◆ **PASSAGE**:

========

Some books stand very much apart from the rest. Three such books that have particularly influenced me are Jack Kerouc’s On the Road; which reminds me that adventure and intrigue exist everywhere — starting within ourselves (which is a fitting lesson from a writer so taken by Buddhism) even in at-first bland-seeming settings; Douglas Hofstadter’s Gödel, Escher, Bach: an Eternal Golden Braid, which explores strange loops and other phenomena and ideas, and uses Gödel’s, Escher’s and Bach’s works as a vehicle to explaining these phenomena, rather than being a book strictly about those three men; and Robert Pirsig’s Zen And The Art Of Motorcycle Maintenance: An Inquiry Into Values, which as the author has agreed is less about Zen and motorcycle maintenance, and more about his unique observations on life, coming to terms with his mental illness, connections and divisions among people, and perceiving the world in new ways, including through favoring secondary rather than primary roads during a lengthy motorcycle journey with his son Chris on the back of his seat, and his two friends joining.

Zen And The Art’s author Robert Pirsig left his body on April 24 at the age of 88, which number when turned ninety degrees is double infinity. Pirsig’s double infinity final year stands in stark contrast to his son Chris’s young death after being brutally stabbed after unable to produce any money to a robber.

As Pirsig sadly writes in his afterward several years after the publication of Zen and the Art, Chris in 1979 went to visit a friend on Haight Street after leaving the Zen Center where he was studying: “According to witnesses, a car stopped on the street beside him and two men, black, jumped out.” One of the men “jammed the knife into Chris’s chest. Then the two jumped into their car and left.” Pirsig then went “on living, more from force of habit than anything else.”

========

Can you edit the stretch from "Zen And The Art’s author" through "to a robber." in the Pirsig passage so that "knifed" takes the place of "stabbed"? The material after this point is separate from the Pirsig passage.

========

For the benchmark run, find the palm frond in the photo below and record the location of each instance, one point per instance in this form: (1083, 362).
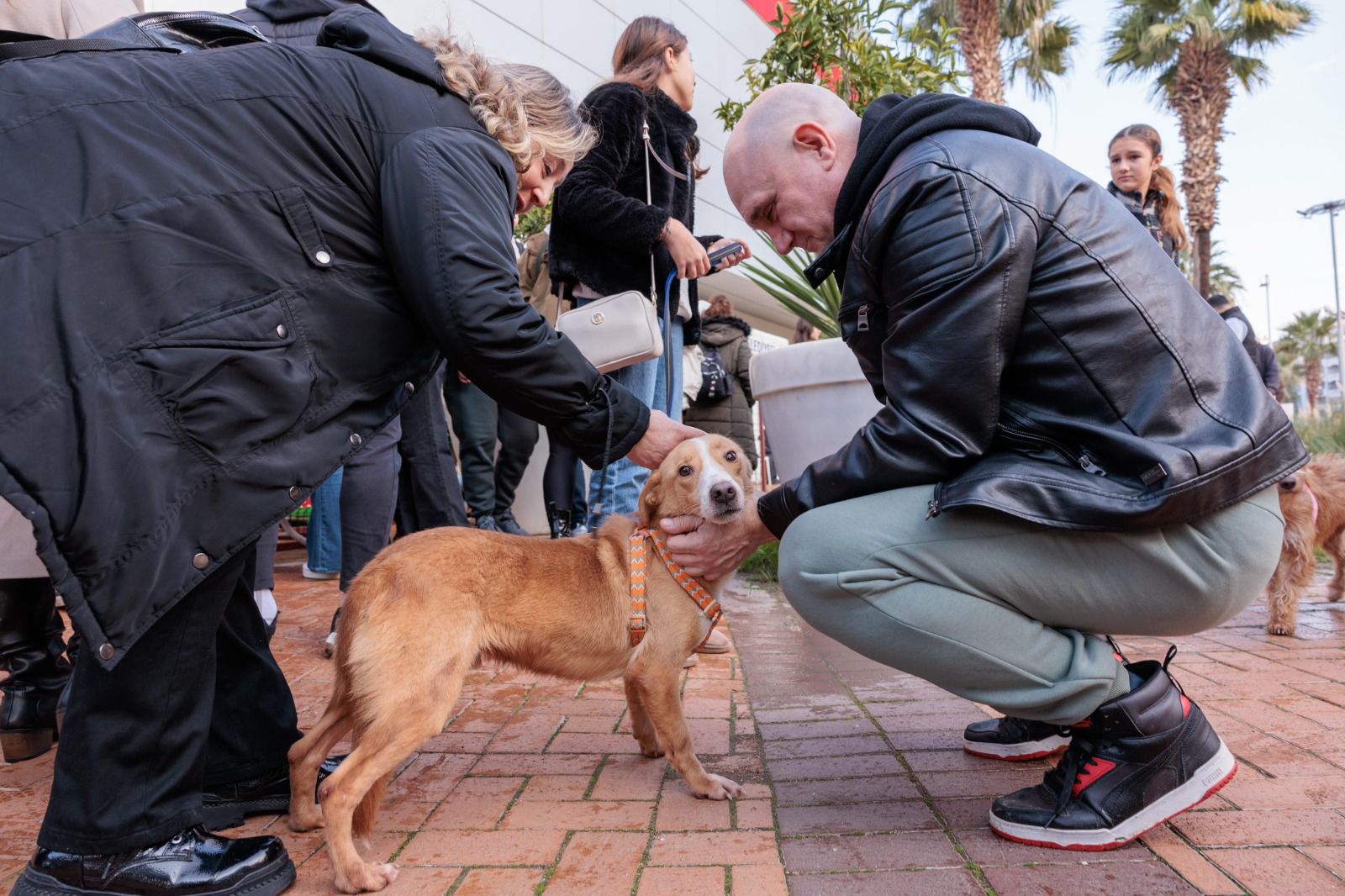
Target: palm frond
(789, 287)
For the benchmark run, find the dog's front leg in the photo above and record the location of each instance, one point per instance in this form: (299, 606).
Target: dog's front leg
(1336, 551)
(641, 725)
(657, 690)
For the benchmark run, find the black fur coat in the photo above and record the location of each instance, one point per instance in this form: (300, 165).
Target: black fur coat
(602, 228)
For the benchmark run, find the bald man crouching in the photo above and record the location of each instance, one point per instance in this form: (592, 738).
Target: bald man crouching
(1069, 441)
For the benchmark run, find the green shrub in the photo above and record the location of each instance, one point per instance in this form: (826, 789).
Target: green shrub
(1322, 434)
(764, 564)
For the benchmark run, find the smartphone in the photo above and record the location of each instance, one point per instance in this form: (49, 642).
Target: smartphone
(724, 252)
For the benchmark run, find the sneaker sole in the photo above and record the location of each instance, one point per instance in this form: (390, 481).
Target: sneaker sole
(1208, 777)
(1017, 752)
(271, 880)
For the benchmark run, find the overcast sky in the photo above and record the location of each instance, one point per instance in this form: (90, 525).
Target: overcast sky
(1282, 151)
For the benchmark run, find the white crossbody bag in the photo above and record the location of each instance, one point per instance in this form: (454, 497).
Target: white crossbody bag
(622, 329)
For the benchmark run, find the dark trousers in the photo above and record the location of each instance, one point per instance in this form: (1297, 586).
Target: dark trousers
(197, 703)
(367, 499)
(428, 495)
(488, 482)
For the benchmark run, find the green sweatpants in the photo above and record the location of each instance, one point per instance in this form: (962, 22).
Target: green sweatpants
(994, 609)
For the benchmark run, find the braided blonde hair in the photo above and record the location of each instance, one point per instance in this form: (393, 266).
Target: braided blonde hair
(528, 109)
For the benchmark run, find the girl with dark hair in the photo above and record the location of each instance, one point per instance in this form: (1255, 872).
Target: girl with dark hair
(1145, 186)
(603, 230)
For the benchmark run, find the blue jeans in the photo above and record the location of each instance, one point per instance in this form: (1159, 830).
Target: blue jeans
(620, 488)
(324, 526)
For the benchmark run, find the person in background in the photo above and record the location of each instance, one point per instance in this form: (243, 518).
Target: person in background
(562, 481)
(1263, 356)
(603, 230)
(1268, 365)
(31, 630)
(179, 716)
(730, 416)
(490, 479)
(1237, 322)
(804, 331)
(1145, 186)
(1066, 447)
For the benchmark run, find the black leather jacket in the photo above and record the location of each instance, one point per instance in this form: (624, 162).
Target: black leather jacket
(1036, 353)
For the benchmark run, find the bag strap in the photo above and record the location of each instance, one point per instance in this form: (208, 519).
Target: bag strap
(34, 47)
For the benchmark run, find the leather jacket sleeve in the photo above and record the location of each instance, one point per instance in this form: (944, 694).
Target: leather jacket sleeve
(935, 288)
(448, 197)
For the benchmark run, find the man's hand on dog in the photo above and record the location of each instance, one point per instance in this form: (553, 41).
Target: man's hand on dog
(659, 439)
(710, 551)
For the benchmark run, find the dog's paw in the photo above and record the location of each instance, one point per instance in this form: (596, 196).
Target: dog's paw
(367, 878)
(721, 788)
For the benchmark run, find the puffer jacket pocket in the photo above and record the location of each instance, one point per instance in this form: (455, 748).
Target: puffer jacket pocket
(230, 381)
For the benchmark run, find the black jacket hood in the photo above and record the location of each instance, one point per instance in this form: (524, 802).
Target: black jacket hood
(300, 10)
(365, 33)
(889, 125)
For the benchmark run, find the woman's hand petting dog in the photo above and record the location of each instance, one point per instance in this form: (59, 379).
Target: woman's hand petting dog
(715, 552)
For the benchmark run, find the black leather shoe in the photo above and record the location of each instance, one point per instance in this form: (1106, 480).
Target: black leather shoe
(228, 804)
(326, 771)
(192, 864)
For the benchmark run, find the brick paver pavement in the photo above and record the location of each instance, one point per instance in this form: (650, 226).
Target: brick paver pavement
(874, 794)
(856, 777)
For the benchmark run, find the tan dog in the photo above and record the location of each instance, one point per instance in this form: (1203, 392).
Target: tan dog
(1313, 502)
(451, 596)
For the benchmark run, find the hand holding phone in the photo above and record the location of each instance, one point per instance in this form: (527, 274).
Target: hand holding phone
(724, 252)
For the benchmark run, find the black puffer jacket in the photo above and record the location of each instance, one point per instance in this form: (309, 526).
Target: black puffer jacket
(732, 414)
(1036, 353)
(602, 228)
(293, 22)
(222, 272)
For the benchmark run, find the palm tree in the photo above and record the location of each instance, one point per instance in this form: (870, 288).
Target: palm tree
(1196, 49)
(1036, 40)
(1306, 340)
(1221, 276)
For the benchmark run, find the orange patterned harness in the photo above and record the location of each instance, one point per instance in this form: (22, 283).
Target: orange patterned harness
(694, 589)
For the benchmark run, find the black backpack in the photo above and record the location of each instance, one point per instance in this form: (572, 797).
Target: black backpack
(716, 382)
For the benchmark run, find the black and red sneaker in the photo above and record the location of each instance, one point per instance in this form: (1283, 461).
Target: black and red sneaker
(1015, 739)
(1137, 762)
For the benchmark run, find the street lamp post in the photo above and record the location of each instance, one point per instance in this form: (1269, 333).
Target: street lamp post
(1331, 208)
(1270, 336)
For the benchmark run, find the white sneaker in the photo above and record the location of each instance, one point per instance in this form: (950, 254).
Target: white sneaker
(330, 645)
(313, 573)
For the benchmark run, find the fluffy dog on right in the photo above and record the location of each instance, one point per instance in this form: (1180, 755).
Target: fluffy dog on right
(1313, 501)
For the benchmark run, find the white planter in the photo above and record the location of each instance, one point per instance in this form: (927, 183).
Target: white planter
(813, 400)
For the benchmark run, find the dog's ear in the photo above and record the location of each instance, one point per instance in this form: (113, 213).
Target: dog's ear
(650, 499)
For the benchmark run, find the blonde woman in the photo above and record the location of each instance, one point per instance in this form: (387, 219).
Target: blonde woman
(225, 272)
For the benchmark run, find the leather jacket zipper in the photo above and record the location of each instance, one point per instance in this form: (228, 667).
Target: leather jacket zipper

========

◆ **ANSWER FOR THE TASK**:
Zen And The Art’s author Robert Pirsig left his body on April 24 at the age of 88, which number when turned ninety degrees is double infinity. Pirsig’s double infinity final year stands in stark contrast to his son Chris’s young death after being brutally knifed after unable to produce any money to a robber.